:: PROBLEM STATEMENT ::
Could you render the items below as a two-column CSV with the headers item and answer? Give one row per item, put each field in quotes, replace line breaks with spaces, and cover only the lines from the one containing "Indicate every instance of the green leaf" through the one containing "(1030, 439)".

# Start of MATERIAL

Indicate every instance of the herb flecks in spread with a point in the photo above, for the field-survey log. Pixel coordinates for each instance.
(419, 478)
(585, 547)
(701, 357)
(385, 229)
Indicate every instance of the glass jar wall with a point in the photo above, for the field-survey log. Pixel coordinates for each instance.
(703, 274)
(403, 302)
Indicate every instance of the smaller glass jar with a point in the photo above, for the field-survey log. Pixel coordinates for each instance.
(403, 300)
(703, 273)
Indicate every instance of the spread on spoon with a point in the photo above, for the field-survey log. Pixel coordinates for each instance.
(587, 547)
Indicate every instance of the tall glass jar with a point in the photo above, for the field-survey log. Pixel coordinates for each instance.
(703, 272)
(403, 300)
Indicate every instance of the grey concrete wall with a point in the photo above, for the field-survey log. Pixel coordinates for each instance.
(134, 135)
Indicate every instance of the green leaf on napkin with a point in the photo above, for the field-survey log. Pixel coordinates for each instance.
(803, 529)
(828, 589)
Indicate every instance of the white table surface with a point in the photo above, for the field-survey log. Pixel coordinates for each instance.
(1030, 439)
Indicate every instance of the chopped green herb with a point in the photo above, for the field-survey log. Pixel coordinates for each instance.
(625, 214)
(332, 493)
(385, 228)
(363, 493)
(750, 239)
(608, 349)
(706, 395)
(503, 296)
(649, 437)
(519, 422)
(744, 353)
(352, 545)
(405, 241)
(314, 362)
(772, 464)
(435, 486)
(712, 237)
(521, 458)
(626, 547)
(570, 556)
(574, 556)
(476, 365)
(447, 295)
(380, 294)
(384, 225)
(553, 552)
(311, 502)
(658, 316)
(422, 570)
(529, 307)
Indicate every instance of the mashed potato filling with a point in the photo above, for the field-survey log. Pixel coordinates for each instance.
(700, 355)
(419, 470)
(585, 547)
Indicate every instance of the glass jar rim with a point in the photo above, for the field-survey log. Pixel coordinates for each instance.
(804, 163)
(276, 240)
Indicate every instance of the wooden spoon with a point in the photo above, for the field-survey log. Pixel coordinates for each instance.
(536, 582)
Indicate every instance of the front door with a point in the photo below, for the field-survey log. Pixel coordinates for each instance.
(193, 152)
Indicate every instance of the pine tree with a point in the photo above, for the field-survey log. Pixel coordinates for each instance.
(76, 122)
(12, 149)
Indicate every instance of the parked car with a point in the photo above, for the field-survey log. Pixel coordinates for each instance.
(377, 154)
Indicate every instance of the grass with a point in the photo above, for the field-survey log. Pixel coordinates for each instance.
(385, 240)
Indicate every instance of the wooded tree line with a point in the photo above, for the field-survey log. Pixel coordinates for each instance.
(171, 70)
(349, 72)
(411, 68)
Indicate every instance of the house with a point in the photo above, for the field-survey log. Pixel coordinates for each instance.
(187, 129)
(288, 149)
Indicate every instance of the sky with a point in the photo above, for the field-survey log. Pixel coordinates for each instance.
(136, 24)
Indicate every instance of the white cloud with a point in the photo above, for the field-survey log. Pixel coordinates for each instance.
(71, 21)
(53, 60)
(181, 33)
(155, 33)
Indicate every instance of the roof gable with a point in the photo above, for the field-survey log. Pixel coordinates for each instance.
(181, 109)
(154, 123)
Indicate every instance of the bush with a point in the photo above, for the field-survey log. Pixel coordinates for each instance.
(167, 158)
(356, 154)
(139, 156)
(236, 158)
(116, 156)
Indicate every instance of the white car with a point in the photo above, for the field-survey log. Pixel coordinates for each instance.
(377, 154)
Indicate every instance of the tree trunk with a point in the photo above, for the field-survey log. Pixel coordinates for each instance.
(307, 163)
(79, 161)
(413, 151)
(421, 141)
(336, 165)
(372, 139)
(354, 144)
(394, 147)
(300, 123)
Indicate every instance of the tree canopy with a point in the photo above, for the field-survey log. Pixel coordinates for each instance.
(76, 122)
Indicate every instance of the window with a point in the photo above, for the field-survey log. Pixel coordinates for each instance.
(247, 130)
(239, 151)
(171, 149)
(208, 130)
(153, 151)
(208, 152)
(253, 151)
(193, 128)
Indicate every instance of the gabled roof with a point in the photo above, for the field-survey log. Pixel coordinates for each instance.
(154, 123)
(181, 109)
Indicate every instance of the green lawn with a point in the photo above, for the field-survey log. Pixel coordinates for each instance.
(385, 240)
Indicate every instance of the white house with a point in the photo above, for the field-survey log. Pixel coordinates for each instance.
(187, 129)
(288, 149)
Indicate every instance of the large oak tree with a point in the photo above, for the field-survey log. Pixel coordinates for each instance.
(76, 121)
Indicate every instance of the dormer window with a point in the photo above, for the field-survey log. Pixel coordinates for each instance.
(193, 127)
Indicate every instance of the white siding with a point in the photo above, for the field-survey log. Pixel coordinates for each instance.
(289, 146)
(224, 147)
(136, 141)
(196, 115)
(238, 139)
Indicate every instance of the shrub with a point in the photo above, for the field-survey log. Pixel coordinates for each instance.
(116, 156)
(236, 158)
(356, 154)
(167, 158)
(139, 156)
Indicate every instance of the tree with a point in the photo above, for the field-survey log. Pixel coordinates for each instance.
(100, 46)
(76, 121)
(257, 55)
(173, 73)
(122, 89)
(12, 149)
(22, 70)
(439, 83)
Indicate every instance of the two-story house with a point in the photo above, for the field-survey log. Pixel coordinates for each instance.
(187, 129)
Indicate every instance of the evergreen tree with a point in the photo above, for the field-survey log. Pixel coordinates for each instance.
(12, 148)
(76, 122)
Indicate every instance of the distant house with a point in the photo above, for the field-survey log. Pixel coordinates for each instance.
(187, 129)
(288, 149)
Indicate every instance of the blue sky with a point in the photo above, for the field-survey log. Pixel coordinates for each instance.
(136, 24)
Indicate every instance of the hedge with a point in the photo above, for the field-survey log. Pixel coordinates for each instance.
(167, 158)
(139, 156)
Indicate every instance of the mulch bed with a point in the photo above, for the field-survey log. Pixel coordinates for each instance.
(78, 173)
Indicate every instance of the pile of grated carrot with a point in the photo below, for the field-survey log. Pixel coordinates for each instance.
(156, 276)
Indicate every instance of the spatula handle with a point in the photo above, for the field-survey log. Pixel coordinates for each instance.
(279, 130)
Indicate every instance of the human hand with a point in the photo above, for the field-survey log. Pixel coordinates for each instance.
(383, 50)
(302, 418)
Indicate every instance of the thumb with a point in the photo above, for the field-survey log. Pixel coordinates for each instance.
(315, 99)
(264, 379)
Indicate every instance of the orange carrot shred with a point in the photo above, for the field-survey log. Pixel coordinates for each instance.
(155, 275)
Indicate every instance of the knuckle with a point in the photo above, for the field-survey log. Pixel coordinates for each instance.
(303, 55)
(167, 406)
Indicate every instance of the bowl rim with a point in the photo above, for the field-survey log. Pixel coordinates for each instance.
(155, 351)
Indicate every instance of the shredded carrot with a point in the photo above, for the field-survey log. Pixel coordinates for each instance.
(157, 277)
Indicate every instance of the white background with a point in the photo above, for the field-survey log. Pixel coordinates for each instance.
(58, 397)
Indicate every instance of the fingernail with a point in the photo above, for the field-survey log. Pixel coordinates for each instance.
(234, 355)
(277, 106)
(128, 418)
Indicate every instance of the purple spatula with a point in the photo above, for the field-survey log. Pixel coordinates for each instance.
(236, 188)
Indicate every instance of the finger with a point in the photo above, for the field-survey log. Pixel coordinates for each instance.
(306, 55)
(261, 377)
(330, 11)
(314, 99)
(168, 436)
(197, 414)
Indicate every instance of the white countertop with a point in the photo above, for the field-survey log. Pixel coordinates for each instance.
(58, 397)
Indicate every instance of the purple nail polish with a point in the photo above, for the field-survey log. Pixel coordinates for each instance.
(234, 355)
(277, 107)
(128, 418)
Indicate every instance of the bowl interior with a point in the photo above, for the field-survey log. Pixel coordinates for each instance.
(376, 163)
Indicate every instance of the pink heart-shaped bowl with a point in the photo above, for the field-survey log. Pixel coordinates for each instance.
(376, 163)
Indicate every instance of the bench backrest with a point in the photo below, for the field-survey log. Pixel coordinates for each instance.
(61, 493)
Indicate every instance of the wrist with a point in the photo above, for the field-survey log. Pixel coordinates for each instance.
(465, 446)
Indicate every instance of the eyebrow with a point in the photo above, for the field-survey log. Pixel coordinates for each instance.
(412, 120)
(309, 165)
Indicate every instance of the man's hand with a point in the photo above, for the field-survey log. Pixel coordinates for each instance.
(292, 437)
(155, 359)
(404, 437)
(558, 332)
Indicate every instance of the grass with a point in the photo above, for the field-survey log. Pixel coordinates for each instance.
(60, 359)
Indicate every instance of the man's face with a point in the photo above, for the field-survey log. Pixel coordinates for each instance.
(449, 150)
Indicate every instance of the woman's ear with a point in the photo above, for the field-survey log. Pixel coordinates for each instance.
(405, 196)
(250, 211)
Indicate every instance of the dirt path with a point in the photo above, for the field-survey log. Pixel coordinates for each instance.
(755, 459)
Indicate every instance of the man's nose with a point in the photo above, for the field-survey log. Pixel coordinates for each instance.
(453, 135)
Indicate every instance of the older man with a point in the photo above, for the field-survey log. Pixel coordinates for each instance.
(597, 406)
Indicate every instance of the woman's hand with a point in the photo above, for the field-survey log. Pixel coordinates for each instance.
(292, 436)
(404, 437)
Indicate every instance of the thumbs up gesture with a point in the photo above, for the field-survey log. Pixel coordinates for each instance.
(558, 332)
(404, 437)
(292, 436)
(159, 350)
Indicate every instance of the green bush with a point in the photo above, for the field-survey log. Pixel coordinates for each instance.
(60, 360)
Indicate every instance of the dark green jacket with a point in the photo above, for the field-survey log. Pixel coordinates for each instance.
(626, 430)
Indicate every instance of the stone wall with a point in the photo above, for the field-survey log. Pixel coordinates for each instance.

# End of MATERIAL

:: EXERCISE RESULT ::
item,answer
"Indicate every instance of the green leaf on napkin with a point in the photo above, for the field-survey log. Pixel coordinates for each instance.","(803, 529) (828, 589)"
"Indicate every instance of the white table surface with a point in the photo above, for the field-survey log. Pixel coordinates for each instance.","(1030, 439)"